▸ **WHAT THE TASK REQUIRES**:
When you spot the word "large" in a line of the data below, copy that line.

▸ **INPUT**:
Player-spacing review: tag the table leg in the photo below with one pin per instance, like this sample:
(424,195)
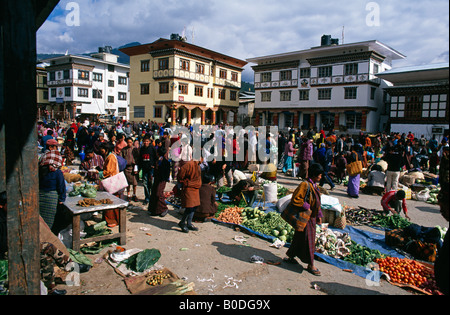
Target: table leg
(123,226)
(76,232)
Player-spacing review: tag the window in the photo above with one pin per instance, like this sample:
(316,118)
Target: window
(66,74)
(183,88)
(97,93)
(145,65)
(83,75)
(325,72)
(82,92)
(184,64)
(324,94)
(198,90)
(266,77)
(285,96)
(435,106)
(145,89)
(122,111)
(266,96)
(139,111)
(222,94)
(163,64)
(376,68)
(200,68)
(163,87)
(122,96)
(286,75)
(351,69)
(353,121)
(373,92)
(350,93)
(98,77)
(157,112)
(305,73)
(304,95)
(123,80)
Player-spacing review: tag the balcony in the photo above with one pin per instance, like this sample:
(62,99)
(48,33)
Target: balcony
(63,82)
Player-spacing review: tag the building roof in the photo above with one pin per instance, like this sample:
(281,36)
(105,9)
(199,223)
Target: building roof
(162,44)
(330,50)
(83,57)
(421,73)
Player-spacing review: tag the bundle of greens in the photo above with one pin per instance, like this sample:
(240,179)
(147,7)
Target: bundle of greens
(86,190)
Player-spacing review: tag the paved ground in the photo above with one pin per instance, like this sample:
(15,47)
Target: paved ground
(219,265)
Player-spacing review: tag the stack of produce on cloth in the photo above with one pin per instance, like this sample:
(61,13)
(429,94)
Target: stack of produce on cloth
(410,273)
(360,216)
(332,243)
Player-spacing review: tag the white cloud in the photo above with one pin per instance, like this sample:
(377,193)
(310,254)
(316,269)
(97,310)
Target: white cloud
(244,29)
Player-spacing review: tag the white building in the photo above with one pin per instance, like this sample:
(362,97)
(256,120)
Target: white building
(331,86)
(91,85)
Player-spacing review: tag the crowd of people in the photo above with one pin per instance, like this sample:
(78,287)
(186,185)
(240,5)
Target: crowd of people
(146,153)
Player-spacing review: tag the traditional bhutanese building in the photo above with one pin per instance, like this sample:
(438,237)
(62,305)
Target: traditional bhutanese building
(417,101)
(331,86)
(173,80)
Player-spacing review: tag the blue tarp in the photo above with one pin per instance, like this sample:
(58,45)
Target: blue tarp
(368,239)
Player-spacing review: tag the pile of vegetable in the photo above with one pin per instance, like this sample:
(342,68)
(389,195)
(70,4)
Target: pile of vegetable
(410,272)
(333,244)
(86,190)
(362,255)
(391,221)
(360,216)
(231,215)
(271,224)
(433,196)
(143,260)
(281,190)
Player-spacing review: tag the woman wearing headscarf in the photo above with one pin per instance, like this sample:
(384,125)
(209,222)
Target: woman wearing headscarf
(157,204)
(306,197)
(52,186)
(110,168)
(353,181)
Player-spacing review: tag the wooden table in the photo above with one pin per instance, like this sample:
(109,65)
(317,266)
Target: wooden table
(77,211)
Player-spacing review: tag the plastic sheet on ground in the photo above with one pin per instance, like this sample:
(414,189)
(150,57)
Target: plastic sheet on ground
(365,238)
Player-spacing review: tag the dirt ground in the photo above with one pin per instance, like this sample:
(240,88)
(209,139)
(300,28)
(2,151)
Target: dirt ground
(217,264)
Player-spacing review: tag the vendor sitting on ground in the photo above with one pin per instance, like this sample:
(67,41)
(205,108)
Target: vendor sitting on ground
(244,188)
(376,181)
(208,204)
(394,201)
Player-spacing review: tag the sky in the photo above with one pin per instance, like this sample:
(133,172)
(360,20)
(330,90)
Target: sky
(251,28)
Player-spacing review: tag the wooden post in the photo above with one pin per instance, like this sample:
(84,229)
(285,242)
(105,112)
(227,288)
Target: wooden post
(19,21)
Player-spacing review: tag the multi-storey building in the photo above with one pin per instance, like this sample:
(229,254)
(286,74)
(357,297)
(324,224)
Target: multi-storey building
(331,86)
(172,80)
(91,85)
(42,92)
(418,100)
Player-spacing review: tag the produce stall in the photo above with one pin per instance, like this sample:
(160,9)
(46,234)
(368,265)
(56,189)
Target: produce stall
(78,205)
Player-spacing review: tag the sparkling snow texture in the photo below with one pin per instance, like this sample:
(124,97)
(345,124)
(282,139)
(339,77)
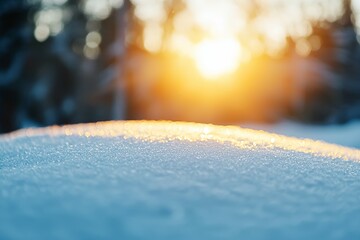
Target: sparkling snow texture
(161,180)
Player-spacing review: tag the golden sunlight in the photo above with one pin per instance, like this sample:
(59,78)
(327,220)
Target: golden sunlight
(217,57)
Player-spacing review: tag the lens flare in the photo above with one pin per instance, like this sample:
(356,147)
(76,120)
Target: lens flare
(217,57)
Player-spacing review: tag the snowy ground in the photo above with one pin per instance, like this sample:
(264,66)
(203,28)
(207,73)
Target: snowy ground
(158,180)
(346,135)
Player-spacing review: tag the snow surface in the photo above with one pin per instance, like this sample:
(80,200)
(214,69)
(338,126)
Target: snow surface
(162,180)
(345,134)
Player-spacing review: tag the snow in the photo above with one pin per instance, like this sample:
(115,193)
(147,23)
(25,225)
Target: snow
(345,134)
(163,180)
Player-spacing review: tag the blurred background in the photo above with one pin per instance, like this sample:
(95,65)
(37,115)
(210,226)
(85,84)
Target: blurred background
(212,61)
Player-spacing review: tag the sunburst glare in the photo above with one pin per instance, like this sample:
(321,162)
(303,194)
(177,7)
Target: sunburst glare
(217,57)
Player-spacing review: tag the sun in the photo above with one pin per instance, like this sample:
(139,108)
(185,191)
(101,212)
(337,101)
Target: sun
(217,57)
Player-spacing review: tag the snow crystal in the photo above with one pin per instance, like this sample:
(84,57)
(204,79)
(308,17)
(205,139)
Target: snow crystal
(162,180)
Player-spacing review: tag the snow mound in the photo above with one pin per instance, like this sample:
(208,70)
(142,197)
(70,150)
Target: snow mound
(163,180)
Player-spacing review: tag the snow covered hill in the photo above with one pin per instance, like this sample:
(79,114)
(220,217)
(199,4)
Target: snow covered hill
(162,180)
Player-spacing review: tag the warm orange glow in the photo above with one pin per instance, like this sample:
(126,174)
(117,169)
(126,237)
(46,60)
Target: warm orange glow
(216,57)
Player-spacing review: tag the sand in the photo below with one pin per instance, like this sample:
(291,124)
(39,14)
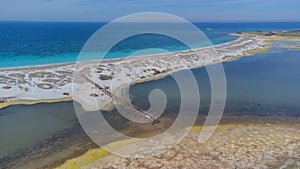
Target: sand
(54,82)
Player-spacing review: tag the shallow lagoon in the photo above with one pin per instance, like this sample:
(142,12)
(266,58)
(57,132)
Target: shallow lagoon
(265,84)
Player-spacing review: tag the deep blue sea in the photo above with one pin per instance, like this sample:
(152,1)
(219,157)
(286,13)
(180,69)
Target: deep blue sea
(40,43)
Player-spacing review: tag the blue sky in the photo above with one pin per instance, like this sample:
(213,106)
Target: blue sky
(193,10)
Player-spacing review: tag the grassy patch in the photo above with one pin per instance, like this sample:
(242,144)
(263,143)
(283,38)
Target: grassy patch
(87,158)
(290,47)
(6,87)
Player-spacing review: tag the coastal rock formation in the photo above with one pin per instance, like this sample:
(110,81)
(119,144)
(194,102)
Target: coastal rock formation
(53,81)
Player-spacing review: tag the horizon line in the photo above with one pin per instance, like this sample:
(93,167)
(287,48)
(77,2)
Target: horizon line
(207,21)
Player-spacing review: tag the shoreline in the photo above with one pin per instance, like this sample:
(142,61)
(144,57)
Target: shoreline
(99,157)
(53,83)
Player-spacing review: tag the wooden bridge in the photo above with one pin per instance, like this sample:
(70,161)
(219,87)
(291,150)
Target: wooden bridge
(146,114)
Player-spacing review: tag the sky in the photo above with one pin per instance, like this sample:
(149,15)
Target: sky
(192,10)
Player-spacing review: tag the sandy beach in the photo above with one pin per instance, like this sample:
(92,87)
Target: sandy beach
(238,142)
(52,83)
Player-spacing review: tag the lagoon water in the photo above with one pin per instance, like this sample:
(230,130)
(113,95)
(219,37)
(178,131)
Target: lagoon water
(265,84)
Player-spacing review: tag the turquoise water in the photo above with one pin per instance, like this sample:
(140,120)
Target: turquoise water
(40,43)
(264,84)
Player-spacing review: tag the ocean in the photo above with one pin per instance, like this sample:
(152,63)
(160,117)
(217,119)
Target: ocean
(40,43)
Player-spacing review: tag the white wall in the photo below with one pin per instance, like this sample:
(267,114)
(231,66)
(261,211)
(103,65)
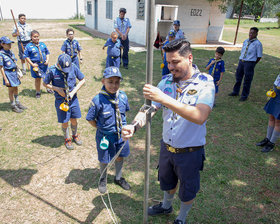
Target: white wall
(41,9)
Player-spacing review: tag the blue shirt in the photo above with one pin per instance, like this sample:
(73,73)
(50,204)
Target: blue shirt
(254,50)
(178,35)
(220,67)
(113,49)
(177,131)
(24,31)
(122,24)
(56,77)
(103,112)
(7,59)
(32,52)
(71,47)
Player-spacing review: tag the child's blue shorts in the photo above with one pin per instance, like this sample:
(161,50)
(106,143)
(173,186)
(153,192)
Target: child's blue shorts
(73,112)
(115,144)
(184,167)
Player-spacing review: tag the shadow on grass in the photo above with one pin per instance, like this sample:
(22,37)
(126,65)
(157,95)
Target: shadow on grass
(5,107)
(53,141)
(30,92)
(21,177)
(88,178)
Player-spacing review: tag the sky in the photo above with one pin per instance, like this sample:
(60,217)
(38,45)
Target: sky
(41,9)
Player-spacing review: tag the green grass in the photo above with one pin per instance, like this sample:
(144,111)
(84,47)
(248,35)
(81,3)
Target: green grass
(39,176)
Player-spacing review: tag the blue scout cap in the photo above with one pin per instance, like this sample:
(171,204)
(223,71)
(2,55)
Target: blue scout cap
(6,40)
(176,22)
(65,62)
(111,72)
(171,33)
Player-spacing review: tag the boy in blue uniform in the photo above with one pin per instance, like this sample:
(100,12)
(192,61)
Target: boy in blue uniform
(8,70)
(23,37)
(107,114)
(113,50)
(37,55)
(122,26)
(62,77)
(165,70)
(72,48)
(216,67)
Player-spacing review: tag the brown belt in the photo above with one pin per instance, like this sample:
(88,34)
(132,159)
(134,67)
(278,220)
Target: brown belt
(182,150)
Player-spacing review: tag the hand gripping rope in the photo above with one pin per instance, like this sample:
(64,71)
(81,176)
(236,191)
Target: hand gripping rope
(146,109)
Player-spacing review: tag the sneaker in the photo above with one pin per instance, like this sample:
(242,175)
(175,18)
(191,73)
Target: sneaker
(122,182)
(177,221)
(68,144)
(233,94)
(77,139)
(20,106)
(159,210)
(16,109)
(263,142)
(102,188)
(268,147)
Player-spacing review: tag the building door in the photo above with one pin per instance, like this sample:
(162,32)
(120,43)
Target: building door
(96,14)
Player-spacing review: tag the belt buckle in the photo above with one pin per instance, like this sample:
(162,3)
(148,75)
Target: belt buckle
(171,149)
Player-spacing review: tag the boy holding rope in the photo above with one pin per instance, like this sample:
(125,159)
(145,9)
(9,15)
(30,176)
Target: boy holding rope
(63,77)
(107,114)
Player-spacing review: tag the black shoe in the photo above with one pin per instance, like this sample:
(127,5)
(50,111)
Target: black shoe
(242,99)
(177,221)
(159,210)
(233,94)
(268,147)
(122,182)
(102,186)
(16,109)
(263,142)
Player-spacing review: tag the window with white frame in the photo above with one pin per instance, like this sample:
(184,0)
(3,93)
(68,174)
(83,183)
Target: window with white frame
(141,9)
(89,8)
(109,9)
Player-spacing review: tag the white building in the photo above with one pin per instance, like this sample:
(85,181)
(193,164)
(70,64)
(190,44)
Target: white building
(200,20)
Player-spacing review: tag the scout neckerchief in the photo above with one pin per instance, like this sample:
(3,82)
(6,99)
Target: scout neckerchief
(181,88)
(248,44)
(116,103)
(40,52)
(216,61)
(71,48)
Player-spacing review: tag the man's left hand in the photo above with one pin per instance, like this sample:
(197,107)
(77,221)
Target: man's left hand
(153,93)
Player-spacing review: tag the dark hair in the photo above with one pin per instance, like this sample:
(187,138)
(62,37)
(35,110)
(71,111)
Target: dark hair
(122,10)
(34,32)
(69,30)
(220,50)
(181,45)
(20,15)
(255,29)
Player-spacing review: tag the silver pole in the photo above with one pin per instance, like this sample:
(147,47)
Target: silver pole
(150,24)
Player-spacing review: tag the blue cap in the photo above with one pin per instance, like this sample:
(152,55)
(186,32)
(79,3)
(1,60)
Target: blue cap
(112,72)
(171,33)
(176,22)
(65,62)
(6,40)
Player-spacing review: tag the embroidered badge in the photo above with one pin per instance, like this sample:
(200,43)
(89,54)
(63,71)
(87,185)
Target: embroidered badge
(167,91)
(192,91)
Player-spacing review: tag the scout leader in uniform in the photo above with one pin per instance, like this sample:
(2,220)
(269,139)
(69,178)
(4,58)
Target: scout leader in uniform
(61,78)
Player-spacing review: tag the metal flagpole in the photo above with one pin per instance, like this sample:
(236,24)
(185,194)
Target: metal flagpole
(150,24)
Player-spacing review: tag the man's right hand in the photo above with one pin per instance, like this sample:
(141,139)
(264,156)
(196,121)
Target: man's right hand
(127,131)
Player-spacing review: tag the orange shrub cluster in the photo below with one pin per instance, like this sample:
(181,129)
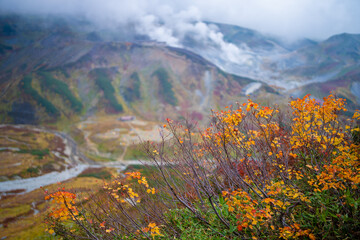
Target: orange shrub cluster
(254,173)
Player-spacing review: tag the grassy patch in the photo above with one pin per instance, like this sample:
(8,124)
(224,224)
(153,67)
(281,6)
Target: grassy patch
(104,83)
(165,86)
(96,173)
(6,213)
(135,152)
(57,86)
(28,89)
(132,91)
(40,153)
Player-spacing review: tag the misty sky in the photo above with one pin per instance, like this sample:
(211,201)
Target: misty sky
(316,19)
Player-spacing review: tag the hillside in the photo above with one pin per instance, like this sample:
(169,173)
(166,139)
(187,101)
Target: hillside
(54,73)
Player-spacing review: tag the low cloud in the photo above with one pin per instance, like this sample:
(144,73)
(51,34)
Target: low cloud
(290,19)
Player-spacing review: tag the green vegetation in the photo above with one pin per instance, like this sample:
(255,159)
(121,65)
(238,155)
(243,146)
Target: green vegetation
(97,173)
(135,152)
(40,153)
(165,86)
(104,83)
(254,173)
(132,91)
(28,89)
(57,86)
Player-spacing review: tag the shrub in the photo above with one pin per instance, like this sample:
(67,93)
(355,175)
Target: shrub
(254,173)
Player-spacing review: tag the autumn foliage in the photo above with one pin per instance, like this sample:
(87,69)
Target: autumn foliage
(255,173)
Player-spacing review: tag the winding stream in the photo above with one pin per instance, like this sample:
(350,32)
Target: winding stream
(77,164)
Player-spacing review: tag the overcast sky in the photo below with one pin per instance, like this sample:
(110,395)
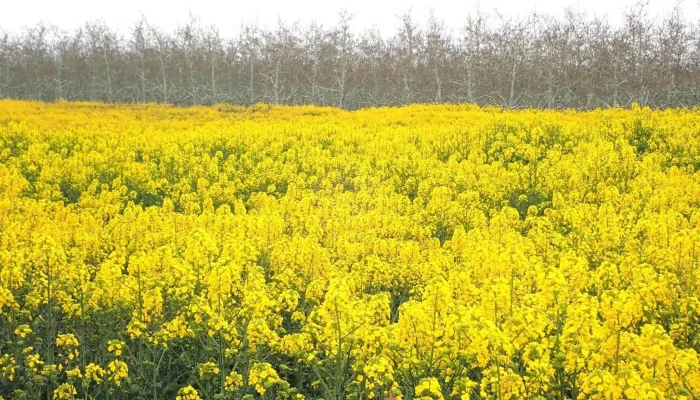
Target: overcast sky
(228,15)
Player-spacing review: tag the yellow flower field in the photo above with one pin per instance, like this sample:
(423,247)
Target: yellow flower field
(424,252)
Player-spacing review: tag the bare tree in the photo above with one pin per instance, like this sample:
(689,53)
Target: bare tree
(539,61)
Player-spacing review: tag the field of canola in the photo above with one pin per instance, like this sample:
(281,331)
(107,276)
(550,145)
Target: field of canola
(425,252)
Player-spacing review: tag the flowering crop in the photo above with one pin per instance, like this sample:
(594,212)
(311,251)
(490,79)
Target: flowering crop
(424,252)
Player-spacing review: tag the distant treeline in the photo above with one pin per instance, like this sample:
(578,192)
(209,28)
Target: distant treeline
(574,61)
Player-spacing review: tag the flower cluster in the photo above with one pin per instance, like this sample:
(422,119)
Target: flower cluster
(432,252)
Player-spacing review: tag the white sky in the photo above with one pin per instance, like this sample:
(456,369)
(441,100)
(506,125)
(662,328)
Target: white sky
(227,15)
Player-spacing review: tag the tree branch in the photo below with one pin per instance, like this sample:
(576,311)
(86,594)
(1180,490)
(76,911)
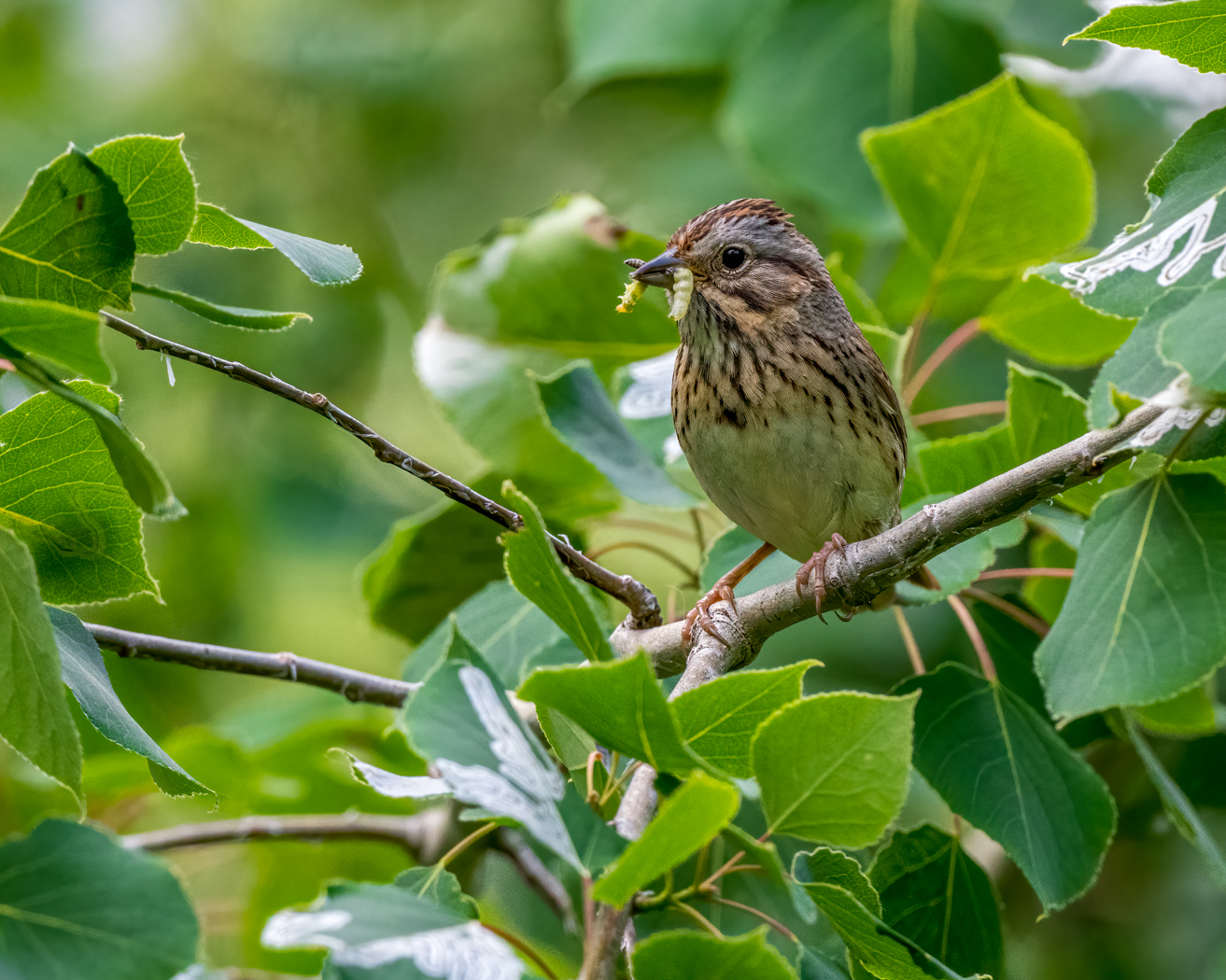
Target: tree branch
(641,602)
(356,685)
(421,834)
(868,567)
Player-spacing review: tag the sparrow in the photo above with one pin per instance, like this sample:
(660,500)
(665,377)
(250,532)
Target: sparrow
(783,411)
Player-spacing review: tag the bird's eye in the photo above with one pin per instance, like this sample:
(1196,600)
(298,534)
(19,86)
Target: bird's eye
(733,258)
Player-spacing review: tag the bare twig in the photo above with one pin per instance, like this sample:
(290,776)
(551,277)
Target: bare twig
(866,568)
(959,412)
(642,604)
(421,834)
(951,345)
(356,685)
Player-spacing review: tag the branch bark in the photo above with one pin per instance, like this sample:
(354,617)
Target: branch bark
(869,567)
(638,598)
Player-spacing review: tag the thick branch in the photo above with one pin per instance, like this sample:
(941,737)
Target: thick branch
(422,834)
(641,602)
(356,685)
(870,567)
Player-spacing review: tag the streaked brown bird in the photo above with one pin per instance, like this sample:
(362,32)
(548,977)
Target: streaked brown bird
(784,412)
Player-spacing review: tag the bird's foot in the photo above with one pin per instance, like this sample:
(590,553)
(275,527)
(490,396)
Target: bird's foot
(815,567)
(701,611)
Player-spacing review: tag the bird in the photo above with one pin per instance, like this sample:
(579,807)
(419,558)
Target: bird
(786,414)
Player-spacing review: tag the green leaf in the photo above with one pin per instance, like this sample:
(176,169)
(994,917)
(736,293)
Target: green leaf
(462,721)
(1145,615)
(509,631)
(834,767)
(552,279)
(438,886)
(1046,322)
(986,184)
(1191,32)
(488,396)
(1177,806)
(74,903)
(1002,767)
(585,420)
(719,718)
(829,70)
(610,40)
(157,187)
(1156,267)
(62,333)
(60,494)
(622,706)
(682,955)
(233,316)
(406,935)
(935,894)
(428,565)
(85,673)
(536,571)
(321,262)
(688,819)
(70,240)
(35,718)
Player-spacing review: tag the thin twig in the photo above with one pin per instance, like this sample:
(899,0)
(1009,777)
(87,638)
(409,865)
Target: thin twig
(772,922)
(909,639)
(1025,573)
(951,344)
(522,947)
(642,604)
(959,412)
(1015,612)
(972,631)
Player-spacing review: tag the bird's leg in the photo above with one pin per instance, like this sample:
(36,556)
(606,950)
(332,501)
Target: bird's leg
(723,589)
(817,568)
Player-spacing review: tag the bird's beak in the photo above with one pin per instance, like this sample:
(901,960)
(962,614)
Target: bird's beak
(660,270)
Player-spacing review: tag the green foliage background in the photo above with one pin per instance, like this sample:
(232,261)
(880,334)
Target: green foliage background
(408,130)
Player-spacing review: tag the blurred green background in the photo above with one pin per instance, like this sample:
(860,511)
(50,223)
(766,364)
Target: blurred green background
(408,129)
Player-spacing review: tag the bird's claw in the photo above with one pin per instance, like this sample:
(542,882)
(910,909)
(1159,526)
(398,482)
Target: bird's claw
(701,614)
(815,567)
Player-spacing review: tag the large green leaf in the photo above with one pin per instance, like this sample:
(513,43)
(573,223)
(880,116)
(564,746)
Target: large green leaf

▸ **TASK ANSWER**:
Player-spacing review: tag the large green leaf in the photo above with one pin per instance, like this sample:
Target: large green leaf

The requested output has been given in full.